▸ **TASK PROMPT**
Could you extract every entry below and reproduce it exactly?

+++ TASK DATA

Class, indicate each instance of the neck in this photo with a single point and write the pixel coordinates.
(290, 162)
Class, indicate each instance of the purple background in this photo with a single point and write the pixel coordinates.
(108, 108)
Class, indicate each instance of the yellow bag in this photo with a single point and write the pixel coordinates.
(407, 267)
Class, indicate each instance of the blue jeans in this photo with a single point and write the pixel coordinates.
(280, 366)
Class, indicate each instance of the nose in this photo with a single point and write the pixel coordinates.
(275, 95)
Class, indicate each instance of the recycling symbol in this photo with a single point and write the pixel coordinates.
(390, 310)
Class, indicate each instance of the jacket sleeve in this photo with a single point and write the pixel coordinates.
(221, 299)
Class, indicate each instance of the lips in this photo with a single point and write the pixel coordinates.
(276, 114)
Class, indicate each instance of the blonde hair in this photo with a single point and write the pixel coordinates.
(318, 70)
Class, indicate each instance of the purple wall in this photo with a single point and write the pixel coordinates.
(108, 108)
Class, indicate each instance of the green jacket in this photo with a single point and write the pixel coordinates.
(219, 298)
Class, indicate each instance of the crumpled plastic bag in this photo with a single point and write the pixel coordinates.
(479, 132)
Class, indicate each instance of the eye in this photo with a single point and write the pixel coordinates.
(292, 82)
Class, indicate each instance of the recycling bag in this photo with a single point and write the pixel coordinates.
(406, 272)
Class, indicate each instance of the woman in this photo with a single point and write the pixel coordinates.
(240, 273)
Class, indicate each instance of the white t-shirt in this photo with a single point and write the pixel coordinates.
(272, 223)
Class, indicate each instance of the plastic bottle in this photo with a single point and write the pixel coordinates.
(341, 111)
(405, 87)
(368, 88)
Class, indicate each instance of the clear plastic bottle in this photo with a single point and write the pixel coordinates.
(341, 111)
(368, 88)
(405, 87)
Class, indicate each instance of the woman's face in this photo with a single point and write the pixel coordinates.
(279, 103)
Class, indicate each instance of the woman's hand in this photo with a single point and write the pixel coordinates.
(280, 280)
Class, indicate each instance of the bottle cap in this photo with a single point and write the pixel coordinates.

++++++

▸ **RESPONSE TO THE TASK**
Class, indicate each instance of the neck in this photo with a single point and write the pixel coordinates.
(290, 162)
Class, indicate each instance of the purple background in this photo with a single point and write the pixel coordinates.
(108, 108)
Class, indicate each instance of the yellow bag in this photo with a single point and write the pixel coordinates.
(407, 267)
Class, indicate each instance of the blue jeans in this photo with a single point and write the pixel coordinates.
(280, 366)
Class, indicate each instance of the nose in this photo with a single point and write the pixel coordinates.
(275, 95)
Class, indicate each instance of the recycling symbol in this photo with a single point and write the pixel coordinates.
(390, 310)
Class, indicate each instance of the jacket sleeve in this photo with a single point and write the pixel coordinates.
(221, 299)
Class, indicate each instance of the lips in this photo with a single point and write the pixel coordinates.
(276, 114)
Class, indicate each instance of the blonde hair in this photo with a single point and write the pixel coordinates.
(318, 70)
Class, indicate each instance of the purple wall in this photo with a single point and write the pixel coordinates.
(108, 108)
Class, indicate each instance of the green jacket in this photo with a single point and write the pixel coordinates.
(219, 298)
Class, indicate each instance of the crumpled plastic bag in this photo with a single point and write the pixel coordinates.
(479, 132)
Class, indicate each instance of the eye in this photo with a single point and write the pixel coordinates.
(292, 82)
Class, indicate each instance of the recycling bag in this photo with a single point and write the pixel coordinates.
(406, 272)
Class, indicate each instance of the woman in this photo with a single point and write the pixel coordinates.
(240, 273)
Class, indicate each instance of the white t-shirt in this photo with a single point and write the pixel coordinates.
(272, 223)
Class, indicate each instance of the plastic bottle in this photo with a single point and write the pixel coordinates.
(341, 111)
(405, 87)
(368, 88)
Class, indicate each instance of the clear plastic bottle in this photo with a single point and write the pixel coordinates.
(341, 111)
(368, 88)
(405, 87)
Class, indicate each instance of the woman's face in this photo with a single point and write the pixel coordinates.
(279, 103)
Class, indicate each instance of the woman's hand in this photo with a single point and write the pixel coordinates.
(280, 280)
Class, indicate each instance of the bottle cap in this photo with a single point and write the pixel coordinates.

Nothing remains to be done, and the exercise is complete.